Report each line of the material below that contains the word "hair", copying every such line in full. Case counts when matching.

====== EXTRACTED RECORDS ======

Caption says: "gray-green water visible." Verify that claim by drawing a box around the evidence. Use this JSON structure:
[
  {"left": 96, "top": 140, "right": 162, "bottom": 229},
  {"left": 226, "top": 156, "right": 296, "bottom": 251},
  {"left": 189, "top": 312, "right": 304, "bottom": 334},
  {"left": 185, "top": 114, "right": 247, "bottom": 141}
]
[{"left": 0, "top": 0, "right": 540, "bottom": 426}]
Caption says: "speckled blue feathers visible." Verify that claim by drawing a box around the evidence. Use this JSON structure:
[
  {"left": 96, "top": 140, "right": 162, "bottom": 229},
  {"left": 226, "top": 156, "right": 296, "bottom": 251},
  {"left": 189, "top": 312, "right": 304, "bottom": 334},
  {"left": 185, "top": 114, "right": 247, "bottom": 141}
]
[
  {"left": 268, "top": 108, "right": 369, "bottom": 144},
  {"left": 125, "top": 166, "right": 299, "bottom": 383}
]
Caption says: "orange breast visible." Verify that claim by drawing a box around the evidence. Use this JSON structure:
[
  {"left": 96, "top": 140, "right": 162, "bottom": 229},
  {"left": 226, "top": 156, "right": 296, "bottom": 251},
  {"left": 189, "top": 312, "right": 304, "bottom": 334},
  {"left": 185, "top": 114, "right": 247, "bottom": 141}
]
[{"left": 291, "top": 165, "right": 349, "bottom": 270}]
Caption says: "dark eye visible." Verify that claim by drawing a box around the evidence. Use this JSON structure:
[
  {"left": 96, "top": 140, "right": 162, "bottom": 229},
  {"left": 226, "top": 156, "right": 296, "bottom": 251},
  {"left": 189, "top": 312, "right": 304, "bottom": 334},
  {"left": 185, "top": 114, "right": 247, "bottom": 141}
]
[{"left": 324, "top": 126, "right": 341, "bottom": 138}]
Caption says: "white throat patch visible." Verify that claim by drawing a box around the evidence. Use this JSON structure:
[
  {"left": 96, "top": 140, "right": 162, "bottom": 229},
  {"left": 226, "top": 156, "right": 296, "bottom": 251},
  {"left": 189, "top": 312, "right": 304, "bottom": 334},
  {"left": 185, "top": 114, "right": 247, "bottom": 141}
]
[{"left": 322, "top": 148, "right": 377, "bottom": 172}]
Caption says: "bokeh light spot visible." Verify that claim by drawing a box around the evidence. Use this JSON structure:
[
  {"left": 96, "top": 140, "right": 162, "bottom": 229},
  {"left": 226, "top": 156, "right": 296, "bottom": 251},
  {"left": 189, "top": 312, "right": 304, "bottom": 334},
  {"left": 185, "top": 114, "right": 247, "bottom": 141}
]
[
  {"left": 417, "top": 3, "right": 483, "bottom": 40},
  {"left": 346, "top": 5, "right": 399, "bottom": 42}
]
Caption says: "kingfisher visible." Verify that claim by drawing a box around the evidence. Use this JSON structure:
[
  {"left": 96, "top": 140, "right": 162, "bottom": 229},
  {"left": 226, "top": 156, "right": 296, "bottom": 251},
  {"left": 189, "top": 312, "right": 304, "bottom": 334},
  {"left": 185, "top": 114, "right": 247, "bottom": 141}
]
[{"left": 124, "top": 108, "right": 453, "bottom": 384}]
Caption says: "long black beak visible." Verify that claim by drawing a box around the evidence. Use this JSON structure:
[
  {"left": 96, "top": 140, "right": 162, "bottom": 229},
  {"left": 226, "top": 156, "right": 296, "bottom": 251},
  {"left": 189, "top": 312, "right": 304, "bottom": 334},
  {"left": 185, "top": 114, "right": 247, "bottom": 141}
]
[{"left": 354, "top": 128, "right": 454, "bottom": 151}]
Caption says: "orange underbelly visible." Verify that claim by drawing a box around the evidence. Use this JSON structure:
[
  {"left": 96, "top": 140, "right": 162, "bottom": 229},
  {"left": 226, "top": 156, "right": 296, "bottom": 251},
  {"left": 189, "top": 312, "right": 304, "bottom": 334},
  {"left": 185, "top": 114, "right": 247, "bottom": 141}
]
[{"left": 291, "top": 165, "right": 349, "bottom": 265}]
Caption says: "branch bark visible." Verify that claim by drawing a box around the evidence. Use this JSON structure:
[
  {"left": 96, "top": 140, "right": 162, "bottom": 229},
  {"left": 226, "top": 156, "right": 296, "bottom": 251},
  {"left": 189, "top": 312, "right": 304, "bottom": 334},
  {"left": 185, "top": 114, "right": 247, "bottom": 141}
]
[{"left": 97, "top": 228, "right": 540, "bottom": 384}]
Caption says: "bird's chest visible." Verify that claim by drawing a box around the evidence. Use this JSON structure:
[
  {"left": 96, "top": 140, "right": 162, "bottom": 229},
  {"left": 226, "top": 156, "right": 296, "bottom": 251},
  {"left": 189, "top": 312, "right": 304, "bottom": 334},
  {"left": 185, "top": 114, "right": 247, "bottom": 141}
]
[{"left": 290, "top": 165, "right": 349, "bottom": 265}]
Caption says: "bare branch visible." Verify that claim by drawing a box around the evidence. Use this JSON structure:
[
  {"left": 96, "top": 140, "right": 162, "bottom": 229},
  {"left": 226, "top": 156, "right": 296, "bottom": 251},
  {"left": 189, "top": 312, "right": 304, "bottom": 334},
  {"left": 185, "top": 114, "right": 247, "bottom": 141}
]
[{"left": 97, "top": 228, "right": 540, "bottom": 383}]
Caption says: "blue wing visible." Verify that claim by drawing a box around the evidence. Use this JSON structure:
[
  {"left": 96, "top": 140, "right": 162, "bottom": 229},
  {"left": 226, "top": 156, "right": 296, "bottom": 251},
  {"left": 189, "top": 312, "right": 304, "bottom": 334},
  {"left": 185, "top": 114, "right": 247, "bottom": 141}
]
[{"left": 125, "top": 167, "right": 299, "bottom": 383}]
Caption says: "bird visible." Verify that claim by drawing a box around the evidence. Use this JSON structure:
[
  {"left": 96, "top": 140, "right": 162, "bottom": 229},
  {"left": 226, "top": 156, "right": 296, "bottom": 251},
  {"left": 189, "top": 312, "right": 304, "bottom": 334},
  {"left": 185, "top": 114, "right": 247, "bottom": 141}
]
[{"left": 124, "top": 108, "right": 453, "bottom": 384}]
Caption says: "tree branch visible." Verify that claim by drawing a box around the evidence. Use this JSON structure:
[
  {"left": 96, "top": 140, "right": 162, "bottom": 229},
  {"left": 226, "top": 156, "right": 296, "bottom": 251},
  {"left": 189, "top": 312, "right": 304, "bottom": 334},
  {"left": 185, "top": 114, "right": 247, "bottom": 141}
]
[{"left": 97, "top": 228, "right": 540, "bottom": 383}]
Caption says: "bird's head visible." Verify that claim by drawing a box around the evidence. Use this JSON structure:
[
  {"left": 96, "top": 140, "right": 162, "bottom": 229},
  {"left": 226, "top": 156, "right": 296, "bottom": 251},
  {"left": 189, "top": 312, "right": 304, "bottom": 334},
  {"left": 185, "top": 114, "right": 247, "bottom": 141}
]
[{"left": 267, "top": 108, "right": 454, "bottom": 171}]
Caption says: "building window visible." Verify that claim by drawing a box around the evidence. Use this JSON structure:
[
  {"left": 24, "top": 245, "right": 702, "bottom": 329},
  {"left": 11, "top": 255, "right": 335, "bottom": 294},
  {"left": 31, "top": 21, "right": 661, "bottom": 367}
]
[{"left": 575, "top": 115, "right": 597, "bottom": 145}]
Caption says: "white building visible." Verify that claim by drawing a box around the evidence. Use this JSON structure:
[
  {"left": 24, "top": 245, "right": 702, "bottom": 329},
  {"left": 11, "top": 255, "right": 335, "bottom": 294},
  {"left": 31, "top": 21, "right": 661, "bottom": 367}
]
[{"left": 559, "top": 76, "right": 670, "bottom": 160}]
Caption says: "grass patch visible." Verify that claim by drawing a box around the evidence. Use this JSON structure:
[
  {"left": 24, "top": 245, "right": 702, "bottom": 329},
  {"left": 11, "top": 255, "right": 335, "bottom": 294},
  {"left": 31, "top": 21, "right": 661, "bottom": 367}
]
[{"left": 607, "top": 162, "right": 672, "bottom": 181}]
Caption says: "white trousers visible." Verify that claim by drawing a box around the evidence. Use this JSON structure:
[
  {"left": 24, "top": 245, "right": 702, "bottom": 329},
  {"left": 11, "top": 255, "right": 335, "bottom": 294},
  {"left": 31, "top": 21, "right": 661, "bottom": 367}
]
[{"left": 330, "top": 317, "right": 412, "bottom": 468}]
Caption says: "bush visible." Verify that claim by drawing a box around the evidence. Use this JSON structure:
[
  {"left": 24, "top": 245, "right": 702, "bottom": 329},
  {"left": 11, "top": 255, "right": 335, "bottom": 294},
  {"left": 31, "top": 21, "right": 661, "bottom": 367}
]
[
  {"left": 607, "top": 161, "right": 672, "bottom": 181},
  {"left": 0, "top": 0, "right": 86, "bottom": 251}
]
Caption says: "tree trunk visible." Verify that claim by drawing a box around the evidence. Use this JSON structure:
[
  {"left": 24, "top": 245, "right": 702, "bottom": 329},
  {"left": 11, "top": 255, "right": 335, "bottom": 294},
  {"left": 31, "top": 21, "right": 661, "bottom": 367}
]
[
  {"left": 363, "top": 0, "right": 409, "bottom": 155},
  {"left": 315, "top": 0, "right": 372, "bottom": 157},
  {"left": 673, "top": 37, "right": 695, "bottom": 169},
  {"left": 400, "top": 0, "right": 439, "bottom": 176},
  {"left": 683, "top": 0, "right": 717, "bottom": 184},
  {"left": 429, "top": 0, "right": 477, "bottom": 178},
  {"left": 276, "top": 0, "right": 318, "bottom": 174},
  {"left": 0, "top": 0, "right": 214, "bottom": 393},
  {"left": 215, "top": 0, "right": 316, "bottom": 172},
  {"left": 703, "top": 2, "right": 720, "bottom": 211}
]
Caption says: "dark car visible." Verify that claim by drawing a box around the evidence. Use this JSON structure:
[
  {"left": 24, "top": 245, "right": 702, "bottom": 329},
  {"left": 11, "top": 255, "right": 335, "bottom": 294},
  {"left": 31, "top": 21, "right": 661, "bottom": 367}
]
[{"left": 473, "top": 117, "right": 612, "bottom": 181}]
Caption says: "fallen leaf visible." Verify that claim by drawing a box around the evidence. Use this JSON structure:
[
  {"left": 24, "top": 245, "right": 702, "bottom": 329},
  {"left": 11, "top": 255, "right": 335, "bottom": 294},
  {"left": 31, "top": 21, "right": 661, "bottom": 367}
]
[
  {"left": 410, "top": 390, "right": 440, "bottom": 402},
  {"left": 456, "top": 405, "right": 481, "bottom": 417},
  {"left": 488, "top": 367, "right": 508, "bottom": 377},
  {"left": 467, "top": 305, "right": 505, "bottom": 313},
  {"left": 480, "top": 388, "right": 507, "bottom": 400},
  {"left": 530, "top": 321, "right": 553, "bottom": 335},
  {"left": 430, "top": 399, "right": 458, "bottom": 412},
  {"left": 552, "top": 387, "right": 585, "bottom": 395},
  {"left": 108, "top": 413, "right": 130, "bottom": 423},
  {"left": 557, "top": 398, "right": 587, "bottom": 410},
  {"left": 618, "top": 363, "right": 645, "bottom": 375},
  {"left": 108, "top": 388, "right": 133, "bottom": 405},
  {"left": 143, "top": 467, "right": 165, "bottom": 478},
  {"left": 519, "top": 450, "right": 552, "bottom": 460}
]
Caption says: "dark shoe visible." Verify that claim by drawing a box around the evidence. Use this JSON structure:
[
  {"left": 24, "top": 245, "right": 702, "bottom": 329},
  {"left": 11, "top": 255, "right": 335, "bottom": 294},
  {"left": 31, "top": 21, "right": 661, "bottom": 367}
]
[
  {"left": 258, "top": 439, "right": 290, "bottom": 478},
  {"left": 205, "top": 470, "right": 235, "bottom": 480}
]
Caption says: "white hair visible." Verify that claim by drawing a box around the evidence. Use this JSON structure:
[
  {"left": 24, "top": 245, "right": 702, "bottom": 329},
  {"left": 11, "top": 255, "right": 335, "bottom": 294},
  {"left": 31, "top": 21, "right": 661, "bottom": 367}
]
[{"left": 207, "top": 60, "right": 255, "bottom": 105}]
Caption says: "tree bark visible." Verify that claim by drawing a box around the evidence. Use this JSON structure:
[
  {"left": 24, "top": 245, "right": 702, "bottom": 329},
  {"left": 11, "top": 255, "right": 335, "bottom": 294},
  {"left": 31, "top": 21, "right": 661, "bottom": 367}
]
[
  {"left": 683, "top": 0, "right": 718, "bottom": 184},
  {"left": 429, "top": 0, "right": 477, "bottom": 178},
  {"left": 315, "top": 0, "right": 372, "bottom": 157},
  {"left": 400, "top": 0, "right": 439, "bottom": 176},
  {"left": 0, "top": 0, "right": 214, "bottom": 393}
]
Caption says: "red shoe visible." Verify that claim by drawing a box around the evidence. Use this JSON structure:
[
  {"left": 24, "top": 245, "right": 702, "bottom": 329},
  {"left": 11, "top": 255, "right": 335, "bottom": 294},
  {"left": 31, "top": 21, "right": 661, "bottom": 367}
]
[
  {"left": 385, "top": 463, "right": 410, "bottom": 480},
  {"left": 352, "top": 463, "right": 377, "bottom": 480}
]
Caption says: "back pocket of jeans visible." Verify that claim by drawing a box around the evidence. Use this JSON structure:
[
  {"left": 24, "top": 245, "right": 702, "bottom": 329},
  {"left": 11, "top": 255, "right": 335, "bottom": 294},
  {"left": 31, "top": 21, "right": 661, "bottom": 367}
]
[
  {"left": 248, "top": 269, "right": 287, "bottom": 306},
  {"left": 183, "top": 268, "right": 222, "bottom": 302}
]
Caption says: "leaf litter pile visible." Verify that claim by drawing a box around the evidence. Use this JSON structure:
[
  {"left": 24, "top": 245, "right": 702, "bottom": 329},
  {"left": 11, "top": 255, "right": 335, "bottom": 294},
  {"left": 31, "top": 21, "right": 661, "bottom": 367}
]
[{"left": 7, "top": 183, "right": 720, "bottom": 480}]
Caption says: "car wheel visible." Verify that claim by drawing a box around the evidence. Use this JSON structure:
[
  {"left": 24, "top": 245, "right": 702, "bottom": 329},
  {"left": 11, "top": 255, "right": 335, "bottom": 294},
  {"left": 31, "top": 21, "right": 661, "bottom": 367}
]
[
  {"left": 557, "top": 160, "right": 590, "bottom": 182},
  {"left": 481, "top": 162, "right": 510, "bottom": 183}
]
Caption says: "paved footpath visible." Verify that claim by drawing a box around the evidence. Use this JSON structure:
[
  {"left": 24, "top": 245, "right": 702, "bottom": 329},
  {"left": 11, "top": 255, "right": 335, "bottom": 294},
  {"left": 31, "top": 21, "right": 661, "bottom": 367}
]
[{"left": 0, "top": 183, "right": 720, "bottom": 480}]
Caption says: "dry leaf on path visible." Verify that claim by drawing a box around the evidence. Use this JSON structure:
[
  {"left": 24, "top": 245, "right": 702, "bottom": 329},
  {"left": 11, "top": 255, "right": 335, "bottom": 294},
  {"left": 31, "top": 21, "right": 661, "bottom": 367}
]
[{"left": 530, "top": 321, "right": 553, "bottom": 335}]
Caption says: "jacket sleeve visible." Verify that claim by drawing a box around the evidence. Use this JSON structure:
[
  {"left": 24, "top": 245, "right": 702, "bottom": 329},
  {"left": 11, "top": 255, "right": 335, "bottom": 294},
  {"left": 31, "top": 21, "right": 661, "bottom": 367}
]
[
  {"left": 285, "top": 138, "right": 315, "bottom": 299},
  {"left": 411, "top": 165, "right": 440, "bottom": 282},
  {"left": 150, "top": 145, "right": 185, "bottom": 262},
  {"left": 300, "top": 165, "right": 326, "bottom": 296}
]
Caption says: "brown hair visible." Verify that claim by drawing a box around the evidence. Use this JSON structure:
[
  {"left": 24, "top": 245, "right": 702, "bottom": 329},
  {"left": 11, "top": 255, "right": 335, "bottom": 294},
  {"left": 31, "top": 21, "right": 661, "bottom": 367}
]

======

**OUTPUT:**
Caption says: "white hair visible." Verify that claim by drawing a box around the evidence. Use this JSON structure:
Caption says: "brown hair visible." Verify that claim by drawing a box around the evidence. Use this JSON structure:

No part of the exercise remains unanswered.